**Excerpted text:**
------

I don't understand how to get CE.

Homework Equations


Trigonometric identities (maybe)

The Attempt at a Solution


[/B]
First, I start with the cosine rule
CB^2 = AC^2 + AB^2 - 2 AC AB cos α
(CE/sin(β))^2 = (CE/sin(α))^2 + L^2 - 2 (CE/sin(α)) L cos α

which is going to be a quadratic equation and it's hard to obtain what CE is (using this method)
Please help
 
on Phys.org
Try the usual way you derive the cosine rule - except solving for the altitude of the triangle instead of factoring it out.
 
I think using sine rule to find a side first is a faster way
 
Simon Bridge said:
Try the usual way you derive the cosine rule - except solving for the altitude of the triangle instead of factoring it out.

I get this ##(\frac{1}{(sin^2(\beta))})CE^2+(\frac{2\ L\cos \alpha}{sin \ \alpha})CE-L^2=0##

Then, use the quadratic formula to solve CE??

------

**Record list:**
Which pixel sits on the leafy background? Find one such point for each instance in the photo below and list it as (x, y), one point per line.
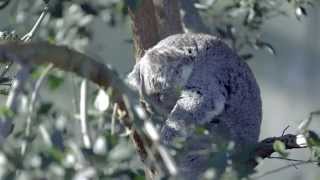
(289, 80)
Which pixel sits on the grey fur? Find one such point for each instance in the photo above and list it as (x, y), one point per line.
(198, 80)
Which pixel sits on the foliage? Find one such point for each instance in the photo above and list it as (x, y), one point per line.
(54, 149)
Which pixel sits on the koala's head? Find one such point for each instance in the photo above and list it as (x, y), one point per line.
(162, 72)
(165, 68)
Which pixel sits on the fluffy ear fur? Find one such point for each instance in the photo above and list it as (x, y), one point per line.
(133, 78)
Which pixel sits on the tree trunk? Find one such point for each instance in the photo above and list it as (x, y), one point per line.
(168, 17)
(144, 27)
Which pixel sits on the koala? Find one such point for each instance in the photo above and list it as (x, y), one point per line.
(198, 80)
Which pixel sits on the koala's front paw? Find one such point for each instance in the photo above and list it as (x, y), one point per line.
(167, 134)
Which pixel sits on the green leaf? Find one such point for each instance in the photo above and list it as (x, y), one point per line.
(54, 81)
(280, 148)
(6, 112)
(45, 108)
(313, 139)
(133, 4)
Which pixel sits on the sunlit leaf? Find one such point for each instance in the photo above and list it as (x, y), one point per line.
(54, 81)
(280, 148)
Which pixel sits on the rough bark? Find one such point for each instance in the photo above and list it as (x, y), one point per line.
(168, 17)
(144, 27)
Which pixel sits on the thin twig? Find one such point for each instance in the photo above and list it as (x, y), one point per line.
(293, 160)
(27, 37)
(12, 104)
(113, 118)
(83, 114)
(34, 97)
(283, 168)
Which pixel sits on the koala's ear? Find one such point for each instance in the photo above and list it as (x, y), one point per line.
(133, 79)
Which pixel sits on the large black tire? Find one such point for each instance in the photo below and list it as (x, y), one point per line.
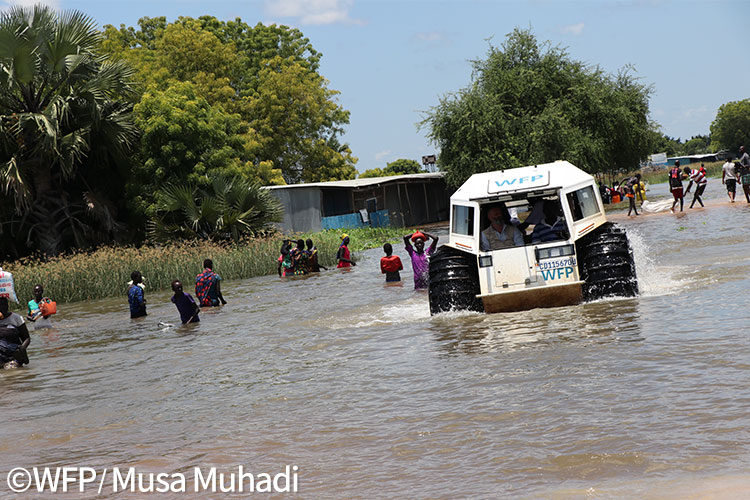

------

**Written tasks:**
1. List every two-letter line segment name used in the forum thread on finding CE.
2. Return the portion of the forum thread on finding CE starting with "Trigonometric identities (maybe)" and going on through "(using this method)".
3. Write the next part of the forum thread on finding CE, picking up after its final line.

**Final results:**
1. CE, CB, AC, AB

2.
Trigonometric identities (maybe)

The Attempt at a Solution


[/B]
First, I start with the cosine rule
CB^2 = AC^2 + AB^2 - 2 AC AB cos α
(CE/sin(β))^2 = (CE/sin(α))^2 + L^2 - 2 (CE/sin(α)) L cos α

which is going to be a quadratic equation and it's hard to obtain what CE is (using this method)

3.
But if I use quadratic formula, there will be two solutions, but there is only one CE.
And I doubt if the solution obtained will be the same as in the photo I gave
 
PPHT123 said:
I think using sine rule to find a side first is a faster way

CB/ sin alpha = CA / sin beta

CE = CA sin alpha
CE = CB sin beta

Then whatt??
 
terryds said:
CB/ sin alpha = CA / sin beta

CE = CA sin alpha
CE = CB sin beta

Then whatt??
angle ACB = 180 - a -b
you can try to use L/sin(180-a-b) = ??
 
PPHT123 said:
angle ACB = 180 - a -b
you can try to use L/sin(180-a-b) = ??

Angle ACB = 180 - (a + b)
sin(180-(a+b)) = sin (a+b)

L/sin(a+b) = CB/ sin (a) = CA / sin (b)

Then??
How to make CE (the altitude) show up o_O?
 
terryds said:
Angle ACB = 180 - (a + b)
sin(180-(a+b)) = sin (a+b)

L/sin(a+b) = CB/ sin (a) = CA / sin (b)

Then??
How to make CE (the altitude) show up o_O?
You succeeded to express CB (or CA) in terms of L , a and b. Then what is CB sin(b) ?
 
PPHT123 said:
You succeeded to express CB (or CA) in terms of L , a and b. Then what is CB sin(b) ?
L/sin(a+b) = CE/sin(a)Sin(b)
CE = L sin(a) sin(b)/ sin(a+b)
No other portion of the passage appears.